_DIRECTIVES_.
a. In the krypton adsorption excerpt, write out the passage that begins at the words "Development of theoretic" and stops after "was not found.".
b. In the krypton adsorption excerpt, on what date did the modelling experiment start?
c. Condense the paragraph of the krypton adsorption excerpt that opens with "We have to admit that search for new adsorbents" into a shorter version that keeps its main facts.

_SOURCE EXCERPT_.
Development of theoretic researches of the above mentioned processes.
Adsorption of 85Kr in various substances was actively researched around the middle of the twentieth century [2]. Most of the works of this nature were done using activated charcoal as an adsorbent [20]. However, effective adsorption of inert gases and long time storage in the activated charcoal or other adsorbents is only possible at low temperatures [16].
We have to admit that search for new adsorbents for 85Kr is negligible during current period; in fact, some research results have not only scientific but also practical significance [21]. Sorption capacity of radioactive materials varies with an adsorbent pH, time of material contact with an adsorbat [22, 23] and physical status of an adsorbent [24]. However, data to characterize adsorption of 85Kr was not found.
The objective of this work is to increase desorption duration and extend the period of gas storage in adsorbents by means of adsorption of long-lived radioactive inert gases into hardening mixtures.
Experimental
For the purpose to achieve the objective of the work, the modelling experiment has been carried out; it started on April 23, 1999. Samples (adsorbents) of six types have been prepared:
Sample 1. E-6 epoxy resin and a hardener; ratio 1:0.1. Sample volume \( V = 122 \times 10^{ - 6} \;{\text{m}}^{3} \) (a cylinder with diameter of \( d = 72 \times 10^{ - 3} \;{\text{m}} \) and a height of \( h = 3 \times 10^{ - 2} \;{\text{m}} \)).

_DATASET RECORDS_.
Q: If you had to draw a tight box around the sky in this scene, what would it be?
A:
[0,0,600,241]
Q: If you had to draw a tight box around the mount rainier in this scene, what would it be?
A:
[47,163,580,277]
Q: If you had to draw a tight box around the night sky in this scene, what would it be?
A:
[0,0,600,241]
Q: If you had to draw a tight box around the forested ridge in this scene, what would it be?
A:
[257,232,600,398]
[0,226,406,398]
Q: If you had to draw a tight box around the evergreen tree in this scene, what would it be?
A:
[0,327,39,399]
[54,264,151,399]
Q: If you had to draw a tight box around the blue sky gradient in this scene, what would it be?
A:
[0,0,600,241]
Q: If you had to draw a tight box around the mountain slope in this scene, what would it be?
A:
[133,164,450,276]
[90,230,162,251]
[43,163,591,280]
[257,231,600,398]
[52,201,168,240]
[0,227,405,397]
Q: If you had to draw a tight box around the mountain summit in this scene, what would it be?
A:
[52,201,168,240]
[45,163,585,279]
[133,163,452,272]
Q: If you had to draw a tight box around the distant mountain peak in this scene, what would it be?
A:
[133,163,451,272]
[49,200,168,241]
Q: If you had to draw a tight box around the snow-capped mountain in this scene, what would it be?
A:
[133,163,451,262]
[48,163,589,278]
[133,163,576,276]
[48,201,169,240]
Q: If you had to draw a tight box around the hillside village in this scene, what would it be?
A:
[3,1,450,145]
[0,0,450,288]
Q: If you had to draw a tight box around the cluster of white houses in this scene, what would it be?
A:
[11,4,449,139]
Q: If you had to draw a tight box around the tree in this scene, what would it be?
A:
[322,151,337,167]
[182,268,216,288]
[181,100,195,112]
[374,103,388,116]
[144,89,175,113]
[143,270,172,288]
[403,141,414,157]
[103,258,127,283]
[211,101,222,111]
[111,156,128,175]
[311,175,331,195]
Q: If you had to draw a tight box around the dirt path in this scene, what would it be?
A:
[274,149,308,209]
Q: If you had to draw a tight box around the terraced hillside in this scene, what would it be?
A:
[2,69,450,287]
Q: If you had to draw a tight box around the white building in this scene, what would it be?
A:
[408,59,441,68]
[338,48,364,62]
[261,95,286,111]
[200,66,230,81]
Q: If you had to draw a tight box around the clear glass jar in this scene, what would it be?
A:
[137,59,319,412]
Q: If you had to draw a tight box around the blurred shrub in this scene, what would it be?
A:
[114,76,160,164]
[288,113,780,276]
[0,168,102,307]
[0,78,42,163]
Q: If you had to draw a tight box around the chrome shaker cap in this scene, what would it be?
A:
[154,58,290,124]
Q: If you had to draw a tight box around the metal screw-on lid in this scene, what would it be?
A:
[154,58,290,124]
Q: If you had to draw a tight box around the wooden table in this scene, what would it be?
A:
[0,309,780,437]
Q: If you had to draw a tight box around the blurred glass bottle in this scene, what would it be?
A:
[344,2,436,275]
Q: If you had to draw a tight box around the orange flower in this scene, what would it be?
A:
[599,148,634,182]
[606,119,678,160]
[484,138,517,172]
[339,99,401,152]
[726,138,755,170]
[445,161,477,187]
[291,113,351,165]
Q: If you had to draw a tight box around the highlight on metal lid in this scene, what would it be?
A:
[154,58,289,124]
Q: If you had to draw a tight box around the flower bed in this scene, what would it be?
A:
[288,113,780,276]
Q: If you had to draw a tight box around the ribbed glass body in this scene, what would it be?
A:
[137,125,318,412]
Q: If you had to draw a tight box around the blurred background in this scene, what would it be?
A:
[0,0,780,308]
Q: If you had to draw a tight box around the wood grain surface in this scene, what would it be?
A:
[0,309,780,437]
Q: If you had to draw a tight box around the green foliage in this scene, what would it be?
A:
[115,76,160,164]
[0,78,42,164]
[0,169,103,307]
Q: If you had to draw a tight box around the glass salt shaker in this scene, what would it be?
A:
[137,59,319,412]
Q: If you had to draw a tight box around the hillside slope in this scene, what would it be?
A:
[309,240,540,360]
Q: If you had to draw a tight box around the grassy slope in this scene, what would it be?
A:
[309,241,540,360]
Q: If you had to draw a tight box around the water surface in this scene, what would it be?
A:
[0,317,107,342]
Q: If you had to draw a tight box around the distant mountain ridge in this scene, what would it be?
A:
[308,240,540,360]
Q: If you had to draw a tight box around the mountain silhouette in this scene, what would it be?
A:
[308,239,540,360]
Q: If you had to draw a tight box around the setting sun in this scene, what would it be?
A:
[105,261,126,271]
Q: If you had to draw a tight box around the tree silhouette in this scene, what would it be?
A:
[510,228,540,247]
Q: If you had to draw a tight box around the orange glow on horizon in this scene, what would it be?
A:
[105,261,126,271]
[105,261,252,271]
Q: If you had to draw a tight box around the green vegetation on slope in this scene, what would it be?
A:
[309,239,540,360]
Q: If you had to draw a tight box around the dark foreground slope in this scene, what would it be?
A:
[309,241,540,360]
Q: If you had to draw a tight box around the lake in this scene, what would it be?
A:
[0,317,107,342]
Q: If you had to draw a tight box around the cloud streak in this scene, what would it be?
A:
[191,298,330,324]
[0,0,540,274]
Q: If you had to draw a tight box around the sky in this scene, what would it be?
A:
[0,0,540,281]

_THE RESPONSES_.
a.
Development of theoretic researches of the above mentioned processes.
Adsorption of 85Kr in various substances was actively researched around the middle of the twentieth century [2]. Most of the works of this nature were done using activated charcoal as an adsorbent [20]. However, effective adsorption of inert gases and long time storage in the activated charcoal or other adsorbents is only possible at low temperatures [16].
We have to admit that search for new adsorbents for 85Kr is negligible during current period; in fact, some research results have not only scientific but also practical significance [21]. Sorption capacity of radioactive materials varies with an adsorbent pH, time of material contact with an adsorbat [22, 23] and physical status of an adsorbent [24]. However, data to characterize adsorption of 85Kr was not found.

b. April 23, 1999.

c. Little current research looks for new adsorbents for 85Kr, although some results have practical as well as scientific significance. The sorption capacity of radioactive materials depends on the adsorbent's pH, how long the material stays in contact with the adsorbed substance, and the adsorbent's physical status. No data characterizing 85Kr adsorption were found.